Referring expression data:

====

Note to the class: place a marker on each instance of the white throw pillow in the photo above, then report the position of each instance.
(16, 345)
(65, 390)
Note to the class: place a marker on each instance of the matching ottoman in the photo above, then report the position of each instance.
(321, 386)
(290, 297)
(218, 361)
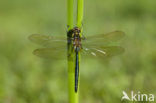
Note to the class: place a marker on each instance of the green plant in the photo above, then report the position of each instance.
(73, 96)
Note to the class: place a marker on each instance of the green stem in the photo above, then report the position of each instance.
(70, 15)
(79, 13)
(73, 96)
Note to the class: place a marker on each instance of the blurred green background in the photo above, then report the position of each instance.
(25, 78)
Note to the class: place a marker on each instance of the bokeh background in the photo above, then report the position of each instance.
(25, 78)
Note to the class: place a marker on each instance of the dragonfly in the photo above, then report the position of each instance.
(97, 46)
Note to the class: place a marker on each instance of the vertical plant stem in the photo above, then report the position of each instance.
(73, 97)
(70, 15)
(79, 25)
(79, 13)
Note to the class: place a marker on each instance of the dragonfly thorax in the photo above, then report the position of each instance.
(74, 38)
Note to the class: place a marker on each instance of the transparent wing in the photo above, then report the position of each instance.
(103, 39)
(51, 53)
(48, 41)
(102, 51)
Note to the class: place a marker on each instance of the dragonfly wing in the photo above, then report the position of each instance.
(103, 39)
(102, 51)
(48, 41)
(51, 53)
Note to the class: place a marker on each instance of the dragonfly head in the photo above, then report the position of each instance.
(76, 32)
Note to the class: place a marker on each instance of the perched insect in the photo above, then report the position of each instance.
(93, 46)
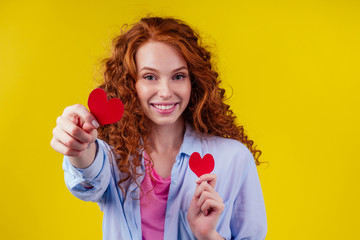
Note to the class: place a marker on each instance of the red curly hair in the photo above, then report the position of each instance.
(206, 112)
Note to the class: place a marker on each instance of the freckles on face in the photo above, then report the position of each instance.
(163, 83)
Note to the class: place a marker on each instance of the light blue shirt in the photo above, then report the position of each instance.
(238, 184)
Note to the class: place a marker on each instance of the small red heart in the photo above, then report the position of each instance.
(105, 111)
(200, 165)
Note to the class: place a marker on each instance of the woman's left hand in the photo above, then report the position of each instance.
(205, 208)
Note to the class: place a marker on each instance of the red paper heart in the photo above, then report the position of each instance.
(105, 111)
(200, 165)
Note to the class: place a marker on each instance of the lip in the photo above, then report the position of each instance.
(164, 111)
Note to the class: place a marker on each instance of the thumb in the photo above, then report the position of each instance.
(88, 127)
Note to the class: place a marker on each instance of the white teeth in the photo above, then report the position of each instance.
(164, 107)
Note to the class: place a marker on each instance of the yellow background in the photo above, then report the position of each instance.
(294, 70)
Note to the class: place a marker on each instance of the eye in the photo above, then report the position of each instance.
(179, 76)
(149, 77)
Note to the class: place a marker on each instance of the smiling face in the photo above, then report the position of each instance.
(163, 83)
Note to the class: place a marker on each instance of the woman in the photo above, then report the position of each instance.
(139, 171)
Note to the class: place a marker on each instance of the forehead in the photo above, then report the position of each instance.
(158, 55)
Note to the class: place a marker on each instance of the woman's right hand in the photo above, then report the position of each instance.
(75, 134)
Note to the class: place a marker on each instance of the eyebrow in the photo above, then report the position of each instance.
(153, 69)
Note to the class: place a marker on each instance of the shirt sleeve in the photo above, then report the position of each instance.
(248, 220)
(89, 184)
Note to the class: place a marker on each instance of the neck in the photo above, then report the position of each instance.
(165, 139)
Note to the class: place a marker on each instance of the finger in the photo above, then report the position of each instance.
(208, 195)
(73, 130)
(210, 178)
(94, 134)
(211, 205)
(64, 150)
(204, 186)
(83, 113)
(68, 140)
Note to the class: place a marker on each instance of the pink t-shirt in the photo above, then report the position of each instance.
(153, 203)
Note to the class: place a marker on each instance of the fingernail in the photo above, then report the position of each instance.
(95, 124)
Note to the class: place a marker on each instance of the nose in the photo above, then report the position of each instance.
(165, 90)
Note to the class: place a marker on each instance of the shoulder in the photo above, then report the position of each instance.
(225, 146)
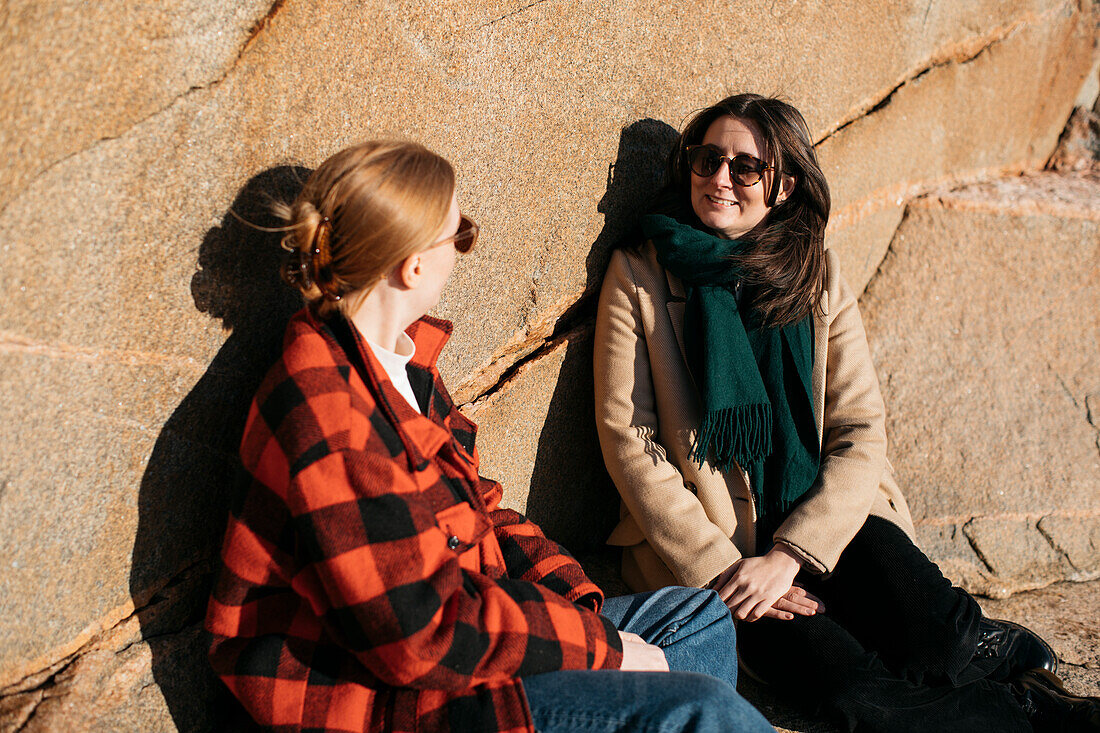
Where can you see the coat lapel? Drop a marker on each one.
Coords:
(677, 306)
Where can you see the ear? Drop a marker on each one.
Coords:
(787, 188)
(409, 271)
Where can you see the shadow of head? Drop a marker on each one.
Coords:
(571, 495)
(634, 181)
(238, 279)
(185, 491)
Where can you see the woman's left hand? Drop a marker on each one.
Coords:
(752, 586)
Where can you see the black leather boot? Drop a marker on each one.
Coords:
(1051, 708)
(1020, 646)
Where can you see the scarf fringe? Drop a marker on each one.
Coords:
(740, 434)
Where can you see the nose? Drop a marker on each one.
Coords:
(722, 176)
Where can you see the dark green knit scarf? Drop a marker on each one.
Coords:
(755, 382)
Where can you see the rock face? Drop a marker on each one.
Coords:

====

Exercise brief
Full transcription without images: please go through the records and repeat them exactly.

Exercise response
Note to the class: place a marker on each instance of the white throw pillow in the photo above, then report the position of each instance.
(16, 345)
(65, 390)
Note to the class: place a marker on each instance of the matching ottoman in the photo above, then report the position of each instance.
(321, 386)
(290, 297)
(218, 361)
Note to the class: place a marker on each instance of the green plant in the photo above, then report the position of each instance.
(73, 96)
Note to the class: place a marker on each instance of the green stem in the photo above, then report the position of each instance.
(70, 15)
(79, 13)
(73, 96)
Note to the class: place a marker on each instance of the blurred green background in the photo above, then report the position of each instance.
(25, 78)
Note to the class: place a marker on each instance of the bokeh background in the photo above, then report the position of each instance.
(25, 78)
Note to the class: place a marker on each instance of the dragonfly in the photo above, then report the position of each instance.
(97, 46)
Note to the class: place a marker on each instance of the vertical plant stem in the photo above, then report the position of each instance.
(73, 97)
(70, 15)
(79, 25)
(79, 13)
Note to the class: place a marker on each instance of the dragonfly thorax in the photo above, then report the position of each instance.
(74, 38)
Note to the class: place a marker on each instance of the transparent wing in the photo above, then report the position of each instance.
(103, 39)
(51, 53)
(48, 41)
(102, 51)
Note to the class: place a marker on each instance of the dragonfly wing in the photo above, then report the position of each instance.
(103, 39)
(102, 51)
(48, 41)
(51, 53)
Note to the class: place a marker on each instance of the dragonfly head in the photo above, then report the position of each instance.
(76, 32)
Note to the class: place a marker on each instance of the perched insect in the photo above, then report the position of each instance.
(93, 46)
Note to the class: place a marker on each instance of the red curly hair in the photo above, then report the position of each instance.
(206, 112)
Note to the class: place a marker on each instance of the freckles on face in the photo above, then report the position of each instance.
(163, 83)
Note to the class: place a marker on each instance of the light blue shirt in the photo above, then report the position of each instance.
(238, 184)
Note to the class: place a marker on each instance of the small red heart in the photo above, then report the position of each instance.
(105, 111)
(200, 165)
Note to the class: place a marker on each instance of the woman's left hand in the photo above, then report the position of each instance.
(205, 208)
Note to the class: place a marker on each instance of the red paper heart in the photo above, then report the position of each instance.
(105, 111)
(200, 165)
Note to the class: place a marker on each instance of the lip in the photo above, then report the position of each instance.
(164, 111)
Note to the class: place a marker on each instance of the thumb in the photo above, then report the position of each instance.
(88, 127)
Note to the class: place a marker on each instance of the white teeth in the photo above, then report the position of each instance.
(164, 107)
Note to the class: place a marker on each instance of the yellow background in the photo above, then report the position of each instance.
(294, 70)
Note to the class: place a marker on each instance of the eye in the photo above, then report the position of each instance.
(179, 76)
(149, 77)
Note to the class: place a marker on each instance of the smiling face in the photo above, then report the position of each instance.
(163, 83)
Note to the class: place a marker on each instance of the woman in the photo above, then report the position of each instance.
(139, 171)
Note to the class: place a marker on each instance of the forehead in the photo above, then report the position of each instance.
(158, 55)
Note to the class: place a marker on each instance of the woman's right hand in the photo above, then report the position of each instance.
(75, 134)
Note to the class: place a marker on each instance of the eyebrow in the photo above, then report the position of each instance.
(153, 69)
Note to the class: place a marker on each instance of the shirt sleeve in the photo above, then report the position of each instance.
(248, 220)
(89, 184)
Note to the class: place a marker on each instance of the neck in the photo above, then report the position of each instance.
(165, 139)
Note to the class: place a marker on each instance of the finger in the photo above, then report the position of each instance.
(208, 195)
(73, 130)
(210, 178)
(94, 134)
(211, 205)
(64, 150)
(204, 186)
(83, 113)
(68, 140)
Note to the class: place a marker on each instance of the pink t-shirt in the photo above, then report the position of each instance.
(153, 203)
Note to the class: place a marker on each instance of the fingernail in the photo above, then report the position of each instance.
(95, 124)
Note to the class: place a marker on each instance of the nose in the photo above, then report the position of each instance.
(165, 90)
Note to the class: place a marker on each instance of the shoulder in the photo above, then report the position of each instance.
(225, 146)
Where can you see the coat lapel? Drop a marker on each one.
Coords:
(677, 306)
Where can you see the ear? Drop a marker on each one.
Coords:
(787, 188)
(409, 271)
Where can you see the shadow of head? Drop a marker on each one.
Coords:
(571, 495)
(634, 181)
(238, 279)
(185, 491)
Where can you see the woman's left hand? Drop a marker on each one.
Coords:
(752, 586)
Where can you see the black leather boot? Drop a marker on each one.
Coords:
(1051, 708)
(1020, 646)
Where can you see the scarf fringe? Drop a marker on each one.
Coords:
(740, 434)
Where can you see the nose? Drop a marker on each one.
Coords:
(722, 176)
Where can you see the dark green knit scarf? Drop a marker on each one.
Coords:
(755, 382)
Where can you see the rock face? Drop a marker on each one.
Coords:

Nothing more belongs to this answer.